Toetstekst als leesgenre
Karin van de Mortel
Specialist en auteur taal en leesonderwijs bij CPS
Geraadpleegd op 10-09-2024,
van https://wij-leren.nl/voorbereiden-lees-en-woordenschattoetsen.php
Voorbereiden op lees- en woordenschattoetsen
In het kader van opbrengstgericht werken willen we, door middel van toetsen, kunnen meten hoe leerlingen presteren. Daarbij is het belangrijk om te voorkomen dat leerlingen struikelen over de toetsvorm of het type vraagstellingen en opgavevormen. Hoe bereid je leerlingen goed voor op met name de Cito toetsen ‘Begrijpend Lezen’ en ‘Woordenschat’? Natuurlijk gelden de aanbevelingen in dit artikel voor elk type toets.
Hoe vaak vullen wij nog een vragenformulier in? Soms een online enquête of een telefonisch interview en één keer per jaar de digitale belastingaangifte. Daarbij wordt het invullen ons zo makkelijk mogelijk gemaakt door antwoorden die al op verschillende plaatsen op het digitale formulier vooraf ingevuld zijn. Papieren vragenlijsten lijken niet meer in ons digitale tijdperk te passen.
Maar onze leerlingen dan? In het kader van opbrengstgericht werken wordt er beduidend meer schriftelijk getoetst. We verwachten van de leerlingen dat ze juiste antwoorden op de juiste plek kunnen invullen. Maar kunnen wij hen helpen om de toetsafname te vergemakkelijken?
Natuurlijk wil je dat de toetsen die ingepland staan op de toetskalender, meten wat je wilt weten. Je verwacht daarom dat de gehanteerde toets de beste manier is om het (lees-) onderwijs te evalueren: heeft de instructie doorgewerkt in de ontwikkeling van leerlingen en kun je uit de toetsuitslagen aflezen welke interventies je nu moet gaan toepassen?

*Gegeven rijen*:
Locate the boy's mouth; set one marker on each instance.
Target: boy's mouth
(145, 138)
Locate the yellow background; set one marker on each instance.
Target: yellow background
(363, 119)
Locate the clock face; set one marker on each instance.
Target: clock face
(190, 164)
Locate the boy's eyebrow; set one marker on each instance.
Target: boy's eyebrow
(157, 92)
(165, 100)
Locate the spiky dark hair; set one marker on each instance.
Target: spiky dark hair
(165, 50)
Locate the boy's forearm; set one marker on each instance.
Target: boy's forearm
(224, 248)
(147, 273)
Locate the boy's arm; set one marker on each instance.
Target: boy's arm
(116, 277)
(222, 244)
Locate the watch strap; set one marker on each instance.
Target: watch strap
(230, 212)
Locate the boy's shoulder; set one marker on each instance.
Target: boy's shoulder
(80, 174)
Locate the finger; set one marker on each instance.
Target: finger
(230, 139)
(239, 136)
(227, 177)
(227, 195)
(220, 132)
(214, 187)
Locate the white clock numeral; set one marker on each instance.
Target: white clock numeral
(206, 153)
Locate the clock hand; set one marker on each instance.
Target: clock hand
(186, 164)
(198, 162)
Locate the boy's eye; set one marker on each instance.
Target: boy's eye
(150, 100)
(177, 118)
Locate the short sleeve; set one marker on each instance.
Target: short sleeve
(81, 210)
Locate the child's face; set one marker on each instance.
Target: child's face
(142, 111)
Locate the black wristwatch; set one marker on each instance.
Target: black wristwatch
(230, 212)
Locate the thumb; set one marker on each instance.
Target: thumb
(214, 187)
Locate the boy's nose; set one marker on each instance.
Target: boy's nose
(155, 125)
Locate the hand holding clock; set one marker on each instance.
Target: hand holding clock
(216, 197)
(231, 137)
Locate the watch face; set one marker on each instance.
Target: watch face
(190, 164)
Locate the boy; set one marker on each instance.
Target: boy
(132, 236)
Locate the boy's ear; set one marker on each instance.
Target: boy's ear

*Opdracht*: Zet de leestekst over het voorbereiden van leerlingen op lees- en woordenschattoetsen voort, te beginnen na de laatste zin.

*Resultaat*:
Verder wil je natuurlijk ook dat de leerling zo optimaal mogelijk presteert. Daarom is het van belang dat je voorkomt dat leerlingen struikelen over de toetsvorm of over het type vraagstellingen en opgavevormen. Dit bereik je met een extra, ander type instructie – nuttig en nodig om de toetsvormen beter te begrijpen. Dit artikel beoogt geen ‘teaching to the test’ praktijken.
"Het is niet de bedoeling dat de woorden van een woordenschattoets voorbereid worden. Veel meer gaat het om de vraag op welke wijze het mogelijk is om de leerlingen goed voor te bereiden op met name de Cito toetsen Begrijpend Lezen en toetsen Woordenschat".
Lezen om te leren
De beste manier om goed te leren lezen, is door expliciete instructie. Leerlingen moeten leesstrategieën leren. Ze moeten ze leren gebruiken als gereedschap, middelen om de inhoud van een tekst te kunnen begrijpen. De strategieën zelf zijn geen doelstellingen, maar het kunnen toepassen op allerlei typen teksten wel.
Dat betekent dat leerlingen veel gelegenheid moeten krijgen om samen te denken, te praten en te schrijven over gelezen teksten om zo in betekenisvolle verwerkingsopdrachten het leesbegrip te verdiepen. Leerlingen lezen om te leren lezen of ze lezen om te leren; elke dag opnieuw staat doelgericht leesonderwijs op het lesrooster.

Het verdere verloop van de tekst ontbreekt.